Issues facing the African-American Community

Senator Warner has a more than 30-year record of strong support for the African-American community in Virginia.

As a private citizen, Senator Warner served as the campaign manager for Doug Wilder, who was elected in 1989 as the first African-American governor of Virginia. He was also the founding chairman of the Virginia Health Care Foundation, which has made more than 3.5 million patient visits possible since 1992 and generated more than $5.6 billion in free medication for underserved Virginians.  Through his personal foundation, Senator Warner created the Virginia High Tech Partnership, which recruited students from all five Virginia HBCUs to serve internships in the tech industry, as well as the Tech Riders, which brought free computer training to predominantly African-American churches throughout Virginia in the late 1990s. He was also honored to serve on the board of Virginia Union University, which is one of Virginia’s excellent Historically Black Colleges and Universities (HBCUs).

As the 69th Governor of Virginia, Mark Warner continued his work to bring inclusion and economic opportunity for all to the Commonwealth. When he was inaugurated, he pledged to build an administration that would draw on Virginia’s increasing diversity as a source of strength, creating the most open and diverse administration in the history of the Commonwealth to that point. He signed legislation requiring, for the first time, racial sensitivity training for the Virginia State Police. He authorized the state’s first comprehensive study of disparities in state contracting and increased opportunities for minority-owned businesses to compete for state contracts. As a result, the Commonwealth’s procurement from women-owned and minority-owned businesses nearly quadrupled during his administration. Together with First Lady Lisa Collis, he spearheaded an effort to place a Civil Rights Memorial on the grounds of the State Capitol in Richmond, and with his support, the General Assembly created and funded a scholarship program for those who were denied educational opportunities in Prince Edward County during the policy of “massive resistance” in the 1960s. In 2005, 48 Virginians were awarded scholarships totaling $128,000 from the fund. He also oversaw the largest expansion of health care for children, signing up 138,000 children for health care over the course of his governorship.

● ● ● ● ● ● ●

REQUIRED TASKS —
1: In the passage on Senator Warner's record, echo the text word for word, beginning at the words "As a private" and stopping after the words "and Universities (HBCUs).".
2: In the passage on Senator Warner's record, why did the Commonwealth's procurement from women-owned and minority-owned businesses nearly quadruple during his administration? Answer in one to three sentences.
3: Answer these questions from the passage on Senator Warner's record:
(a) For whom did Senator Warner serve as campaign manager as a private citizen?
(b) In 2005, how many Virginians received scholarships from the fund, and what was their total value?
(c) How many children were signed up for health care during his governorship?

DATA SECTION —
● ● ● ● ● ● ●

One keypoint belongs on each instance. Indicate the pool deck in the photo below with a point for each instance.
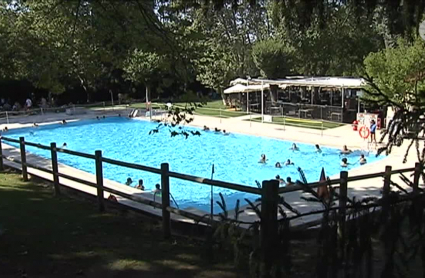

● ● ● ● ● ● ●

ANSWERS TO THE TASKS —
1:
As a private citizen, Senator Warner served as the campaign manager for Doug Wilder, who was elected in 1989 as the first African-American governor of Virginia. He was also the founding chairman of the Virginia Health Care Foundation, which has made more than 3.5 million patient visits possible since 1992 and generated more than $5.6 billion in free medication for underserved Virginians.  Through his personal foundation, Senator Warner created the Virginia High Tech Partnership, which recruited students from all five Virginia HBCUs to serve internships in the tech industry, as well as the Tech Riders, which brought free computer training to predominantly African-American churches throughout Virginia in the late 1990s. He was also honored to serve on the board of Virginia Union University, which is one of Virginia’s excellent Historically Black Colleges and Universities (HBCUs).

2: It nearly quadrupled because Governor Warner authorized the state's first comprehensive study of disparities in state contracting. He also increased opportunities for minority-owned businesses to compete for state contracts.

3:
(a) Doug Wilder
(b) 48 Virginians, with scholarships totaling $128,000
(c) 138,000 children